Rewrite the records below, changing every "photograph" to "image" and leaving all other text as it stands.
─── Recorded data
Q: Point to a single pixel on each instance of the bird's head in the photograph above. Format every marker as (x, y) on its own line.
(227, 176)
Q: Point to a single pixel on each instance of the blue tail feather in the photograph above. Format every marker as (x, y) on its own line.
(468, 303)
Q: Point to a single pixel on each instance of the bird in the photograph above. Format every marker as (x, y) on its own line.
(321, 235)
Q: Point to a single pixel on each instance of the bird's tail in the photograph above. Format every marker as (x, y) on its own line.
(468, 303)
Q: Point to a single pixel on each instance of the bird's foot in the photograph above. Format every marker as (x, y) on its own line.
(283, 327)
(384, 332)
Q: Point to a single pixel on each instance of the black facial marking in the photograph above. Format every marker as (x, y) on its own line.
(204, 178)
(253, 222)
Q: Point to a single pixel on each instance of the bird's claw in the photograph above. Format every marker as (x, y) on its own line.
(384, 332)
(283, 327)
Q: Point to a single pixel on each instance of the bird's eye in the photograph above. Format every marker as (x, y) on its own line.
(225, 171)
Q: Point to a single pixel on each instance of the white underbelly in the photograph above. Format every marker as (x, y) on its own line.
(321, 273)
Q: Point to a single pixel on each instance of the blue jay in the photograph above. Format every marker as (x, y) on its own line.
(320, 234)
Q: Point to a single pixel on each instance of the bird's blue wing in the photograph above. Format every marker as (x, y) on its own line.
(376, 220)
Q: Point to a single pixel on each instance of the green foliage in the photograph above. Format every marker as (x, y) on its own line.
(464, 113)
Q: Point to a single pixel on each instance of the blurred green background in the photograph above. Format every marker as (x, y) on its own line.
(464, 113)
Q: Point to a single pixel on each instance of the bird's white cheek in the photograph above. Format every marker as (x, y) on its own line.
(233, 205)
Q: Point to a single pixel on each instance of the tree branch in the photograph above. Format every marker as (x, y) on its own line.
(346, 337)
──────
### [Exercise result]
Q: Point to a single pixel on each instance of the bird's head in the image above. Format every marker as (x, y) on its own line.
(227, 176)
Q: Point to a single pixel on each instance of the blue tail feather in the image above. Format every marker as (x, y) on its own line.
(468, 303)
Q: Point to a single pixel on each instance of the bird in the image above. Format every marker as (x, y) on its own line.
(321, 235)
Q: Point to a single pixel on each instance of the bird's tail in the image above. Format every marker as (x, y) on its own line.
(468, 303)
Q: Point to a single pixel on each instance of the bird's foot in the image above. Format every marker as (x, y) on its own line.
(283, 327)
(384, 332)
Q: Point to a single pixel on each instance of the black facial marking in the image above. Format every marker as (x, y) on its own line.
(204, 178)
(253, 222)
Q: Point to a single pixel on each instance of the bird's claw in the image above. Format every marker as (x, y) on its own line.
(384, 332)
(283, 327)
Q: Point to a single pixel on each instance of the bird's eye in the image above. Format every marker as (x, y) on its own line.
(225, 171)
Q: Point to a single pixel on each instance of the white underbelly in the image above. Format every marker as (x, y) on its own line.
(321, 273)
Q: Point to a single pixel on each instance of the blue jay in the image above. Format every marker as (x, y) on its own line.
(320, 234)
Q: Point to a single pixel on each instance of the bird's blue wing in the image above. Format every marker as (x, y) on its own line.
(376, 220)
Q: Point to a single pixel on each instance of the green foliage in the image above. Format every marker as (x, y) on its own line.
(464, 113)
Q: Point to a single pixel on each instance of the blurred green background in the image above. Format every marker as (x, y) on its own line.
(464, 113)
Q: Point to a single pixel on each instance of the bird's white cheek in the image above. Format every marker as (x, y) on its own line.
(233, 205)
Q: Point to a single pixel on each instance of the tree branch in the image above. Format every marker as (x, y) on its own line.
(346, 337)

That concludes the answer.